#### ТЕКСТ ДЛЯ ЧТЕНИЯ

В течение долгого времени шла переписка с Госкино, где никак не пропускали сценарий. По той причине, что в нем «все поставлено с ног на голову. У нас личность ответственна пред обществом, а у вас получается, что общество ответственно перед личностью!».
Однако волю и ум Ромма одолеть было трудно. Сценарий был запущен в производство, режиссером стал один из его учеников Климов.
Вскоре после этого Михаил Ильич пригласил меня домой, рассказал замысел своей новой работы с тем, чтобы вместе написать сценарий. Но мысль о том, чтобы стать соавтором Ромма, была для меня кощунственной. Зачем я ему нужен? Что могу дать? Чем могу помочь?.. Я сказал ему об этом как мог и, терзаясь, уехал в Ленинград.

########

### НАБОР ЗАДАНИЙ
A. Кто, согласно отрывку о Ромме, стал режиссером фильма, когда сценарий запустили в производство?
B. Допишите продолжение отрывка о Ромме, начиная сразу после его последнего предложения.
Приведённые далее строки с отрывком о Ромме никак не связаны.

#### ПРЕДСТАВЛЕННЫЕ ДАННЫЕ

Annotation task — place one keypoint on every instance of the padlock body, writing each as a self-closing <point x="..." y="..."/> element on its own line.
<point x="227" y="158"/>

########
#### ПРЕДСТАВЛЕННЫЕ ДАННЫЕ

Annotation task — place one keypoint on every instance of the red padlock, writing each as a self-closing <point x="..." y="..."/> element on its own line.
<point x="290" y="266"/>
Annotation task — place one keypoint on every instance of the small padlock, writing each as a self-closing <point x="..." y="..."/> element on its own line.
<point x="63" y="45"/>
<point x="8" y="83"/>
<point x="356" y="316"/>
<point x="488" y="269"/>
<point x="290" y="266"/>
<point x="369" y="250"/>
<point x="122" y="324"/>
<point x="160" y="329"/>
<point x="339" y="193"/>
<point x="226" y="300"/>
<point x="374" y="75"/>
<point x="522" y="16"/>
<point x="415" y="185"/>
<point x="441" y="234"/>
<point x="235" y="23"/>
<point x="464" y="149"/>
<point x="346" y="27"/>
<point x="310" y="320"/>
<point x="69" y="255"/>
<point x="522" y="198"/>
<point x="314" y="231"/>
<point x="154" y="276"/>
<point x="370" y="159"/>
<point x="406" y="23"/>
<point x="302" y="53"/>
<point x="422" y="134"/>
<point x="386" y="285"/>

########

### ОТВЕТЫ К ЗАДАНИЯМ
A. Климов, один из учеников Ромма.

B.
Из третьего его письма: «Может быть, я настолько старше Вас, что Вы стесняетесь? Зря. Я совершенно начисто, абсолютно лишен ощущения собственной почтенности и даже ощущения старости. Я часто говорю о старости и пр., чтобы напомнить себе: ты старикашка, ты смертен, не будь мышиным жеребчиком, не разглагольствуй, не суетись и пр. А все не выходит… Но Вы не откажетесь вступить в акционерное общество “Кобыла”. Почему “Кобыла”, я сейчас объясню. В Карловых Варах я в тосте упомянул, что число “13” у меня счастливое. Я поставил картину “13”. “Девять дней” – моя тринадцатая картина, а фестиваль тоже тринадцатый и т. д. Тогда Блиер (француз, член жюри) рассказал такой анекдот: человек прожил на чужбине 13 лет, вернулся 13-го числа, сел в поезд, вагон номер 13, место 13. Тринадцать дней он ждал, что будет, потом пошел в казино, поставил на номер 13 и выиграл 13 миллионов. Назавтра пошел на бега, поставил все на кобылу номер 13, она пришла тринадцатой. С тех пор я называю свою следующую работу Кобылой».
Затем у Ромма возникла идея снять фильм на основе моей пьесы «Две стрелы».
Из последнего письма: «“Детектив каменного века” остается моей единственной перспективой (если у меня вообще есть перспектива). Но, Боже, как трудно доползти до конца!»
Это письмо Михаила Ильича я получил через два месяца после его смерти. Близкие ему люди, разбирая бумаги, нашли письмо и отправили мне. «Мосфильм» с облегчением расторг со мной договор, на том основании, что другой режиссер не сможет фильм, задуманный Роммом, «высветлить».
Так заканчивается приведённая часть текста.